Look through the lines below, find those with the word "mountain", and copy them.

(Entries supplied begins)

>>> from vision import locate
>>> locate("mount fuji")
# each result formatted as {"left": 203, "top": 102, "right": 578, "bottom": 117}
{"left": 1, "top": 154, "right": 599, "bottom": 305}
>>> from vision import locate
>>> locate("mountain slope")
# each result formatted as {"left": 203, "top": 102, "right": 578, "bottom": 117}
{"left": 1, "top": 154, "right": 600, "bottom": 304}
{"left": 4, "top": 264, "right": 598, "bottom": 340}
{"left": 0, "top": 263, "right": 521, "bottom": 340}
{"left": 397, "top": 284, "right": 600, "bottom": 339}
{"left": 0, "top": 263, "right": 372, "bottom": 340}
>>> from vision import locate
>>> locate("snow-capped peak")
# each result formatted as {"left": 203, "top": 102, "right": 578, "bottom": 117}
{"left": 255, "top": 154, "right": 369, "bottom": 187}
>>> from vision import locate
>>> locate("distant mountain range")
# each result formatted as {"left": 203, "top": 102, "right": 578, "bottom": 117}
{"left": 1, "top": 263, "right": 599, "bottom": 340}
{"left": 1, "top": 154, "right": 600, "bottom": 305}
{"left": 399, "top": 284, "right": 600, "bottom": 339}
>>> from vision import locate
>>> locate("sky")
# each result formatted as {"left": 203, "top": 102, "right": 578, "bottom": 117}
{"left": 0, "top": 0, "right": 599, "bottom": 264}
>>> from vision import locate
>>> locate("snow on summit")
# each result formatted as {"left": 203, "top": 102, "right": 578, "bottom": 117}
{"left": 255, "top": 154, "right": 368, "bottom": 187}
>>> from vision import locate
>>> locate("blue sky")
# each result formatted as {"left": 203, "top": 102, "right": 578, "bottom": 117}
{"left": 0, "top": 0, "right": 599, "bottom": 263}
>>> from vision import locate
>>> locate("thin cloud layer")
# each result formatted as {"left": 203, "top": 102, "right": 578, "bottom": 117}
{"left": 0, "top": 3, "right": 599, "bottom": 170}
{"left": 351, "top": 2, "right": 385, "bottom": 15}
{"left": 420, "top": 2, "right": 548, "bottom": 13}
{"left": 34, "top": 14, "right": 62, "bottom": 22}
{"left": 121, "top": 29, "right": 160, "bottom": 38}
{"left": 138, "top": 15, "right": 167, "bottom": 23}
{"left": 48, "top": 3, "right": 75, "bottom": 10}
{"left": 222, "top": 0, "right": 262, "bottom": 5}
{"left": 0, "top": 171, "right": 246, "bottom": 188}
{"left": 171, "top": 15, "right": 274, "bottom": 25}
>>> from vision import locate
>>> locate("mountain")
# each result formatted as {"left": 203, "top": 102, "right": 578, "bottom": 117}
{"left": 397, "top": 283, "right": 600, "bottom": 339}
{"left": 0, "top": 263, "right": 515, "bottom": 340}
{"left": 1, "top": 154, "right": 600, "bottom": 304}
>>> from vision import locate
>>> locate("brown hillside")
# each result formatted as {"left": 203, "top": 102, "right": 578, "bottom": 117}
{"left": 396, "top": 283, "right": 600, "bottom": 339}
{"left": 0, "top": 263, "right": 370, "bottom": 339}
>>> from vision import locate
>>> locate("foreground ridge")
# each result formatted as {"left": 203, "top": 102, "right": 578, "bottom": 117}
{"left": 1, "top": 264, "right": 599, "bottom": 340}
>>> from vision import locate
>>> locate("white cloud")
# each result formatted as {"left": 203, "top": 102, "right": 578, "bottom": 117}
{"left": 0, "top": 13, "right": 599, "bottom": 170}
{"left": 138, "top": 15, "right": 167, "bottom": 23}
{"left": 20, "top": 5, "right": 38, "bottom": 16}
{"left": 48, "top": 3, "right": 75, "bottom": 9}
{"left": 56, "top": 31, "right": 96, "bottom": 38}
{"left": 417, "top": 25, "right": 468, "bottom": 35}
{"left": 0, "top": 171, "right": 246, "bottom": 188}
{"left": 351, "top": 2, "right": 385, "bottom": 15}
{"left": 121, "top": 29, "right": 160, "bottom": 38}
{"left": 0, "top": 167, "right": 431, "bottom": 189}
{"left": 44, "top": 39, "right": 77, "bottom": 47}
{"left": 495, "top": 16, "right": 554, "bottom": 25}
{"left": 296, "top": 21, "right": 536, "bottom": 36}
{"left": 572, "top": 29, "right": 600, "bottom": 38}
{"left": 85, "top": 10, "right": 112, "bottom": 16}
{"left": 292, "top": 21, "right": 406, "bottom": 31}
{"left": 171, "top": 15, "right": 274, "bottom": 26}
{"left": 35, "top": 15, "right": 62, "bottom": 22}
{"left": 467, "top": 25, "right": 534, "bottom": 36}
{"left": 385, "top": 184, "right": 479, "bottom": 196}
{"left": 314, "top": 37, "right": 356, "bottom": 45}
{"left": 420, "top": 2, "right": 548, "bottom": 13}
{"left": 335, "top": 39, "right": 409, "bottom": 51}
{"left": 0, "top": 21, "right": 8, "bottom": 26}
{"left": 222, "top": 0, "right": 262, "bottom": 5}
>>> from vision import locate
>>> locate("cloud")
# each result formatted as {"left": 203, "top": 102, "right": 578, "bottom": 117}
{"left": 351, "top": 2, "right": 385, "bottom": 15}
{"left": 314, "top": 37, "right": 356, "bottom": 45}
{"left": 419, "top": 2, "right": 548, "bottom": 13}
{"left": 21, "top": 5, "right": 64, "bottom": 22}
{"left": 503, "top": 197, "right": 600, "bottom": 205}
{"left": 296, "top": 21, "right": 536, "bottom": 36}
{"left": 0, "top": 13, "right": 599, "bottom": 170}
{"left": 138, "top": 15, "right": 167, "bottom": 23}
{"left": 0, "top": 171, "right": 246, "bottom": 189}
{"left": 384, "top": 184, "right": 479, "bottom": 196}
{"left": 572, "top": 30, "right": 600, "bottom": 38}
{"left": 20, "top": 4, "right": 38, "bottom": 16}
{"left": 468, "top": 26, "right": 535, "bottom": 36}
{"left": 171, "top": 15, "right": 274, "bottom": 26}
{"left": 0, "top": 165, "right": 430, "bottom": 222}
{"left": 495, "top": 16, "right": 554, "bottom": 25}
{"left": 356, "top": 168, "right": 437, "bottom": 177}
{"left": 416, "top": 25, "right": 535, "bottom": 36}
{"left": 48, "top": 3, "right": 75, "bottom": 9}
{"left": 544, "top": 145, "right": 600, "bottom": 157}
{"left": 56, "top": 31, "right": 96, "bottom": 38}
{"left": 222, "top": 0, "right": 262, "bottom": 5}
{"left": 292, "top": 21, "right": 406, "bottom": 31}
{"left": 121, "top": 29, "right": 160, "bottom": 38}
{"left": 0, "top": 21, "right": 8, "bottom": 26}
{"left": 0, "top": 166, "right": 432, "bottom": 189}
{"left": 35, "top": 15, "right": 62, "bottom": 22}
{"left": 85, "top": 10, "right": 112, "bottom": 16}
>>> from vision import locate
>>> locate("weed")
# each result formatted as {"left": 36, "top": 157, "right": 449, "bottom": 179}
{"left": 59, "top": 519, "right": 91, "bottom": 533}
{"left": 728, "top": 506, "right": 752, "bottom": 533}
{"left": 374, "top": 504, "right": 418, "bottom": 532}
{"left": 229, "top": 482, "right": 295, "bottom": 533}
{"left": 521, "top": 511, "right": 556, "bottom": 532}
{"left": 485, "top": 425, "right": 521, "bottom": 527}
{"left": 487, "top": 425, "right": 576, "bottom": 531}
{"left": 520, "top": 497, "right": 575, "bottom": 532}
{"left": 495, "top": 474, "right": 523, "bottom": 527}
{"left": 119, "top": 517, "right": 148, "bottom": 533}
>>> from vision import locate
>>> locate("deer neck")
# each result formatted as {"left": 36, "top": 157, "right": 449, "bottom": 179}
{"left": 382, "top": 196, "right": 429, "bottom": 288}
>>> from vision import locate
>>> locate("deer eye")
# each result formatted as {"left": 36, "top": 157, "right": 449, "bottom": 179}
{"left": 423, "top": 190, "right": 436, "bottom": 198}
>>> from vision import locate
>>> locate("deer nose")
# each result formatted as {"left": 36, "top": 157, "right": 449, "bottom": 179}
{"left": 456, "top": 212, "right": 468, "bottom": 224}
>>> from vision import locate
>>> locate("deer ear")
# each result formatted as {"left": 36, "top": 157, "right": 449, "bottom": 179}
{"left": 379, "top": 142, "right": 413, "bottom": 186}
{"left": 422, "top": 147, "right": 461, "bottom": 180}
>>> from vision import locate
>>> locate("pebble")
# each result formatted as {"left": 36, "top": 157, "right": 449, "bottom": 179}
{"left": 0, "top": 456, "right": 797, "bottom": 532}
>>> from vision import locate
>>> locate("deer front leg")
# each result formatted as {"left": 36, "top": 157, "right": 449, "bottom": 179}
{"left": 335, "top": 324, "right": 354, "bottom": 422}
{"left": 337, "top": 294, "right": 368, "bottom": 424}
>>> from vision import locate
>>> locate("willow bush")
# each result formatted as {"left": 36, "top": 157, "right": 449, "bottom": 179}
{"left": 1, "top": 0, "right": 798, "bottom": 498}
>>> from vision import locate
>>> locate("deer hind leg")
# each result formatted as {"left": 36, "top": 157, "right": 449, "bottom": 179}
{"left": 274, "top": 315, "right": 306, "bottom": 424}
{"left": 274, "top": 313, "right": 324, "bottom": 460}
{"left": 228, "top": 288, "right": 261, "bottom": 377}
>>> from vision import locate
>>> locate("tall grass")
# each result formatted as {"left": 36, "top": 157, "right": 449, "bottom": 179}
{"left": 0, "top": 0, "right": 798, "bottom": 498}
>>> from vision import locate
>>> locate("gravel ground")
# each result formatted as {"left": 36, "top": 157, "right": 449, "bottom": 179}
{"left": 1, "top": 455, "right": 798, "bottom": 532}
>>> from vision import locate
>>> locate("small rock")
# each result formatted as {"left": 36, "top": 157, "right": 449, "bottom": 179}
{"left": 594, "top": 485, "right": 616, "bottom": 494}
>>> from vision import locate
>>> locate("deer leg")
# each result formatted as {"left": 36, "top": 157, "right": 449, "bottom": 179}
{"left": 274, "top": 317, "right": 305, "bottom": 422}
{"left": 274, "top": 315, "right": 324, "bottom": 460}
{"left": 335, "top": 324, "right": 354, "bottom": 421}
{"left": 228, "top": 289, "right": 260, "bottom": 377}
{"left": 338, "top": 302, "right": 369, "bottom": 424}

(Entries supplied ends)

Result of the task:
>>> locate("mountain slope")
>>> locate("distant mountain range")
>>> locate("mountain")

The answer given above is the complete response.